Problem to solve:
Repeat the lines from the one containing "of the gray" through the last line of the data, exactly, pictures omitted.

Lines of data:

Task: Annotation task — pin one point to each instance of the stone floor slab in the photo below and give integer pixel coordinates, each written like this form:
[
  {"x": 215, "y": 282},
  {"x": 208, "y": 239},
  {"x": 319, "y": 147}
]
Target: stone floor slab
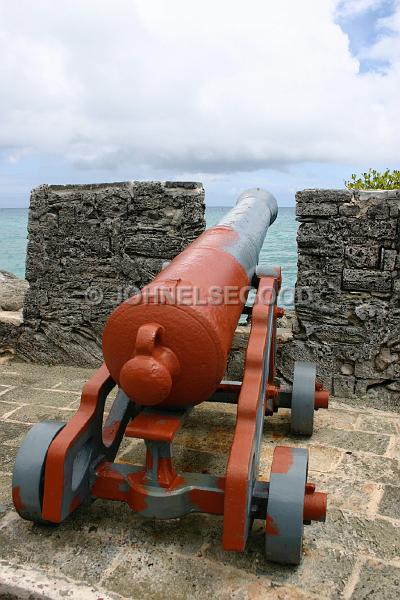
[{"x": 355, "y": 554}]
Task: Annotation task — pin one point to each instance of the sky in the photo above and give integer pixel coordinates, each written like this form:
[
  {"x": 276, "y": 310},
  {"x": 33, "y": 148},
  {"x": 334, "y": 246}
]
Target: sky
[{"x": 284, "y": 95}]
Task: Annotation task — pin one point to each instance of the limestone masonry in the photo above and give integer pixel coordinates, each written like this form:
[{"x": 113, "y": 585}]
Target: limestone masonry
[
  {"x": 348, "y": 292},
  {"x": 90, "y": 247}
]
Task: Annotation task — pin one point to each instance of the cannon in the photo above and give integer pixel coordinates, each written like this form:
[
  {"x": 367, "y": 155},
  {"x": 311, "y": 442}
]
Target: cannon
[{"x": 165, "y": 351}]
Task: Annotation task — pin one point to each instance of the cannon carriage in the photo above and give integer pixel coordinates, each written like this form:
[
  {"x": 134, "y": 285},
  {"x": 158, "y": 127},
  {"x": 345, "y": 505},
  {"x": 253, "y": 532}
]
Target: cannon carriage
[{"x": 166, "y": 349}]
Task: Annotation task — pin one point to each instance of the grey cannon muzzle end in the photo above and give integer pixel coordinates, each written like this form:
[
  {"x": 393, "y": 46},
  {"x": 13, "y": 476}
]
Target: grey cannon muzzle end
[
  {"x": 255, "y": 210},
  {"x": 259, "y": 195}
]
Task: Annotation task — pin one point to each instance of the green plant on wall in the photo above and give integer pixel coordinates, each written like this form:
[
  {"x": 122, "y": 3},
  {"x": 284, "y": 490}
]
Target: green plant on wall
[{"x": 374, "y": 180}]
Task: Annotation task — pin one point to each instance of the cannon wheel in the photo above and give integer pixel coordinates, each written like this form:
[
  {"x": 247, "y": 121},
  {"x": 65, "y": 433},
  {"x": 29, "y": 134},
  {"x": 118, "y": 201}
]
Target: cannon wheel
[
  {"x": 28, "y": 474},
  {"x": 285, "y": 508},
  {"x": 303, "y": 398}
]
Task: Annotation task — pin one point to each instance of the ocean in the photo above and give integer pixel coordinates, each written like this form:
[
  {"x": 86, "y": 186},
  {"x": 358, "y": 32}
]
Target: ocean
[{"x": 279, "y": 247}]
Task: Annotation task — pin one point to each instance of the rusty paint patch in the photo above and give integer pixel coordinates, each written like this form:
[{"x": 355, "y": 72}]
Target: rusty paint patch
[
  {"x": 17, "y": 500},
  {"x": 270, "y": 526},
  {"x": 283, "y": 459}
]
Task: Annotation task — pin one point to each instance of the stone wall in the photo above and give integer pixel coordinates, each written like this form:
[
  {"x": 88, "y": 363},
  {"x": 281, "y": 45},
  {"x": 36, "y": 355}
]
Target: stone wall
[
  {"x": 12, "y": 293},
  {"x": 348, "y": 292},
  {"x": 90, "y": 247}
]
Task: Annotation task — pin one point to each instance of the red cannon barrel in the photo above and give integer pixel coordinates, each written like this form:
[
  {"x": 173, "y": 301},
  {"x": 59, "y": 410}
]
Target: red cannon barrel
[{"x": 168, "y": 345}]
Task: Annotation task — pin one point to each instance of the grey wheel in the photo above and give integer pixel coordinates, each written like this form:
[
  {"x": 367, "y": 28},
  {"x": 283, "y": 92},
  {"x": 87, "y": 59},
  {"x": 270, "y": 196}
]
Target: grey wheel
[
  {"x": 303, "y": 398},
  {"x": 285, "y": 507},
  {"x": 28, "y": 474}
]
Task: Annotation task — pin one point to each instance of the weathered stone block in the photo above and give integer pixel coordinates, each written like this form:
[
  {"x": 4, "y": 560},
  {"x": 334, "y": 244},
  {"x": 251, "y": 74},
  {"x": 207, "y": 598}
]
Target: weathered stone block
[
  {"x": 388, "y": 259},
  {"x": 322, "y": 196},
  {"x": 369, "y": 281},
  {"x": 362, "y": 256}
]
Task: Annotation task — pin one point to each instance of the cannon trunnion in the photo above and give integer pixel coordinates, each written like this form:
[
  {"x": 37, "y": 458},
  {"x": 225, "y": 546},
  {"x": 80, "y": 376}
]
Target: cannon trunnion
[{"x": 166, "y": 350}]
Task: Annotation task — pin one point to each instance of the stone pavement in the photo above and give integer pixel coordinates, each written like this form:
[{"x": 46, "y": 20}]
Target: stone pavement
[{"x": 106, "y": 551}]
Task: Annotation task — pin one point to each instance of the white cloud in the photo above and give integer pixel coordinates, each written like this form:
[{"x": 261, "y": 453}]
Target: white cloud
[
  {"x": 351, "y": 8},
  {"x": 193, "y": 86}
]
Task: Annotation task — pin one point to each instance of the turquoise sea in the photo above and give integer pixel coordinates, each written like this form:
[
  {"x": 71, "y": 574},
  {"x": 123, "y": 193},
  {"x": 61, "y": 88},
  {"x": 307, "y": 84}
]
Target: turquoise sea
[{"x": 279, "y": 246}]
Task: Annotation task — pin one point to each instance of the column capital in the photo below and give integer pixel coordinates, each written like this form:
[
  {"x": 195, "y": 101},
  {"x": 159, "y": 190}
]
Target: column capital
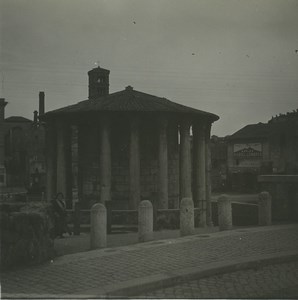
[
  {"x": 185, "y": 125},
  {"x": 162, "y": 121}
]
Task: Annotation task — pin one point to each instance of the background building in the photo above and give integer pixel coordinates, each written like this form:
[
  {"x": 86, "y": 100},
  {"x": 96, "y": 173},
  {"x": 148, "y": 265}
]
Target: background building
[
  {"x": 263, "y": 148},
  {"x": 22, "y": 150}
]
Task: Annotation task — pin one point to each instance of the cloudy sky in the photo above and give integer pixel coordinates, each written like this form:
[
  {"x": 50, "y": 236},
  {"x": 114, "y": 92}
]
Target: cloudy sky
[{"x": 238, "y": 59}]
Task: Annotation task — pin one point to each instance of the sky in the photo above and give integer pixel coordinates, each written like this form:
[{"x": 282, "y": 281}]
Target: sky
[{"x": 235, "y": 58}]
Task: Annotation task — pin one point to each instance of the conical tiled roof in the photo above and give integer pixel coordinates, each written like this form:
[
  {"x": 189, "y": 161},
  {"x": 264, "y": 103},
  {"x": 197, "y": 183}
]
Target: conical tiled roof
[{"x": 128, "y": 100}]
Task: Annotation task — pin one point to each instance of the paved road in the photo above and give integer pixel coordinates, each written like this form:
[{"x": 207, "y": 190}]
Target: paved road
[
  {"x": 100, "y": 271},
  {"x": 274, "y": 281}
]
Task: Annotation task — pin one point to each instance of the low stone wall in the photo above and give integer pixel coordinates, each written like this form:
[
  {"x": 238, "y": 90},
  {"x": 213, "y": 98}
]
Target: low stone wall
[
  {"x": 25, "y": 234},
  {"x": 284, "y": 192},
  {"x": 163, "y": 218},
  {"x": 243, "y": 214}
]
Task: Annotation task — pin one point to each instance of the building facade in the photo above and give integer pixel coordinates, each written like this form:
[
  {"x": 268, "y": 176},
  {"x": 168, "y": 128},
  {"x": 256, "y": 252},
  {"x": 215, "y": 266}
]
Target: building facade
[
  {"x": 22, "y": 149},
  {"x": 263, "y": 148},
  {"x": 129, "y": 149}
]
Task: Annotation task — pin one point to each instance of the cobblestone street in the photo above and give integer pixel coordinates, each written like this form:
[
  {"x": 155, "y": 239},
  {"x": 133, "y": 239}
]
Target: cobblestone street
[
  {"x": 116, "y": 271},
  {"x": 274, "y": 281}
]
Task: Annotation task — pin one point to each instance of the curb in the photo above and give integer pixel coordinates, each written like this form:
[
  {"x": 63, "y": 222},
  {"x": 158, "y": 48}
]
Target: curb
[{"x": 163, "y": 280}]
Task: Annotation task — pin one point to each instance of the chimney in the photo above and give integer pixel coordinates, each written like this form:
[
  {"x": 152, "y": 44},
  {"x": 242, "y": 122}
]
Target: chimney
[
  {"x": 41, "y": 103},
  {"x": 98, "y": 83},
  {"x": 35, "y": 117}
]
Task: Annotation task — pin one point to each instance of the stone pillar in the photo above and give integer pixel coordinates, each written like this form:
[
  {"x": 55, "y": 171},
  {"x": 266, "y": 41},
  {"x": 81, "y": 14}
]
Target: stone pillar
[
  {"x": 163, "y": 165},
  {"x": 224, "y": 213},
  {"x": 208, "y": 176},
  {"x": 134, "y": 164},
  {"x": 82, "y": 134},
  {"x": 105, "y": 161},
  {"x": 77, "y": 219},
  {"x": 185, "y": 161},
  {"x": 64, "y": 172},
  {"x": 187, "y": 224},
  {"x": 145, "y": 221},
  {"x": 51, "y": 161},
  {"x": 199, "y": 155},
  {"x": 3, "y": 103},
  {"x": 264, "y": 209},
  {"x": 98, "y": 230}
]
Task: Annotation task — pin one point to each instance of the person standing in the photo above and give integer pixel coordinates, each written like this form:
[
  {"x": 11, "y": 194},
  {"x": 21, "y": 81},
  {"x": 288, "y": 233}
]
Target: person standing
[{"x": 59, "y": 208}]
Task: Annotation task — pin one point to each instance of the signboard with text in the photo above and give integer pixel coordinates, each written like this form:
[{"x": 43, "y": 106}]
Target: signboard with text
[{"x": 247, "y": 150}]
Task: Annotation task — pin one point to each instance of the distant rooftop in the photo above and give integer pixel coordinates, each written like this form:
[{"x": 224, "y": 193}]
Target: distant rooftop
[
  {"x": 263, "y": 130},
  {"x": 17, "y": 119}
]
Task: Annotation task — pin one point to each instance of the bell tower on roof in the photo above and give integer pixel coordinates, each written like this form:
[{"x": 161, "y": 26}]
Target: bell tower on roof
[{"x": 98, "y": 82}]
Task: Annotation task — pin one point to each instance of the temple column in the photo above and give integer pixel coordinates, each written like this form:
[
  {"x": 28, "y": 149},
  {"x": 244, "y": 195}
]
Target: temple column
[
  {"x": 82, "y": 134},
  {"x": 51, "y": 161},
  {"x": 200, "y": 169},
  {"x": 208, "y": 175},
  {"x": 64, "y": 161},
  {"x": 134, "y": 164},
  {"x": 105, "y": 161},
  {"x": 163, "y": 164},
  {"x": 185, "y": 161}
]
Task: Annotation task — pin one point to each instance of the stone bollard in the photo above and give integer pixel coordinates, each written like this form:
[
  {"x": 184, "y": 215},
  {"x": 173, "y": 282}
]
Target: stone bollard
[
  {"x": 187, "y": 224},
  {"x": 76, "y": 219},
  {"x": 224, "y": 213},
  {"x": 108, "y": 205},
  {"x": 145, "y": 220},
  {"x": 264, "y": 209},
  {"x": 98, "y": 230}
]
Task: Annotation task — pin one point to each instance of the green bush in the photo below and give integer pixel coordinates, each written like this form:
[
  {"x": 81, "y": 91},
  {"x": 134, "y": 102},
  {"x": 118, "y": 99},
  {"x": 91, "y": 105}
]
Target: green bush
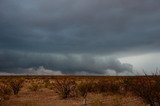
[
  {"x": 16, "y": 85},
  {"x": 5, "y": 92},
  {"x": 65, "y": 88}
]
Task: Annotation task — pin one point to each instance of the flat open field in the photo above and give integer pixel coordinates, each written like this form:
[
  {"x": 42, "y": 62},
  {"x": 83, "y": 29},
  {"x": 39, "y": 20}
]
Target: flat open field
[{"x": 78, "y": 90}]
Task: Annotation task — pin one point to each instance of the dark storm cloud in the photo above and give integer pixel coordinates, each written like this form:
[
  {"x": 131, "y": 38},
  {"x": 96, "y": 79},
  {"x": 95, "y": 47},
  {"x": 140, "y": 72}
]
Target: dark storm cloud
[
  {"x": 91, "y": 28},
  {"x": 67, "y": 64}
]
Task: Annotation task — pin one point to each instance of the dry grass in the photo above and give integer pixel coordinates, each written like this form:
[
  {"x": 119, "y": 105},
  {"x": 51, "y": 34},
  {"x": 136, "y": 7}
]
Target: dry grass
[{"x": 70, "y": 91}]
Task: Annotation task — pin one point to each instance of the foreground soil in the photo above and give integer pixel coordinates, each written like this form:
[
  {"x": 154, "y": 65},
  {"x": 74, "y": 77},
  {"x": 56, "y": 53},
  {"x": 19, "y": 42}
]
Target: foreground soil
[{"x": 46, "y": 97}]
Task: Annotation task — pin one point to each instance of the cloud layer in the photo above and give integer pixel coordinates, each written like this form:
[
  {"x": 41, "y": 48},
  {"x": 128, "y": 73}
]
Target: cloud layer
[{"x": 76, "y": 36}]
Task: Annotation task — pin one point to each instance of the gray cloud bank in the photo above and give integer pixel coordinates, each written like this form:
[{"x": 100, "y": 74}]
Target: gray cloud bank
[
  {"x": 66, "y": 64},
  {"x": 73, "y": 36}
]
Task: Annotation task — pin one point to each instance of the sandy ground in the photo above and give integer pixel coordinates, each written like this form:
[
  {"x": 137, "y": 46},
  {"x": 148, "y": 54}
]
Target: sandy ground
[{"x": 46, "y": 97}]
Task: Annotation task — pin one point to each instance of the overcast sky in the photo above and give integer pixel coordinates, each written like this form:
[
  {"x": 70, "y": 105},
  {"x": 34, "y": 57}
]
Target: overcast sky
[{"x": 79, "y": 36}]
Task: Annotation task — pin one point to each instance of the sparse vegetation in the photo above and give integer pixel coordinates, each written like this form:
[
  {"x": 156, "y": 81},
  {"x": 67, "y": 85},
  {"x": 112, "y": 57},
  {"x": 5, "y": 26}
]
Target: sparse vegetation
[
  {"x": 5, "y": 92},
  {"x": 145, "y": 87},
  {"x": 16, "y": 85},
  {"x": 65, "y": 88}
]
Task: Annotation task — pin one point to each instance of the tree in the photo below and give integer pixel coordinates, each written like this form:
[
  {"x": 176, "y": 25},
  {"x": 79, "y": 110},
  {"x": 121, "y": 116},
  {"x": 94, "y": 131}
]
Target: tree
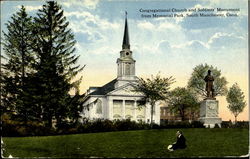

Problem solution:
Task: Annotation task — pin one point to each instance of the gray cloud bank in the photo above and give integer pixel coordinates, each written like this form:
[{"x": 100, "y": 74}]
Target: gray cloud bank
[
  {"x": 66, "y": 64},
  {"x": 73, "y": 36}
]
Task: Annotation task — pin one point to each instance of the sandy ground in the photo above and give integer pixel coordinates, each written like this form:
[
  {"x": 137, "y": 46},
  {"x": 148, "y": 54}
]
Target: sandy ground
[{"x": 46, "y": 97}]
Task: Annotation task — pin one point to each instance of the overcast sky in the photo above and give integer pixel coordinates, each written like this form:
[
  {"x": 70, "y": 105},
  {"x": 34, "y": 57}
]
Target: overcast sky
[{"x": 79, "y": 36}]
Task: Annotation task — pin one point to each instance of the sparse vegetation in the photo above and give integer pixel coordinates, each written like this form:
[
  {"x": 156, "y": 81},
  {"x": 67, "y": 85},
  {"x": 112, "y": 57},
  {"x": 5, "y": 26}
]
Target: sparse vegetation
[
  {"x": 5, "y": 92},
  {"x": 145, "y": 87},
  {"x": 16, "y": 85},
  {"x": 65, "y": 88}
]
Task: Annotation task — pin one point to each instance of the tree in the photo below and give integer pixel coordinates, each written like this form:
[
  {"x": 176, "y": 25},
  {"x": 79, "y": 110},
  {"x": 121, "y": 116},
  {"x": 94, "y": 131}
]
Target: tree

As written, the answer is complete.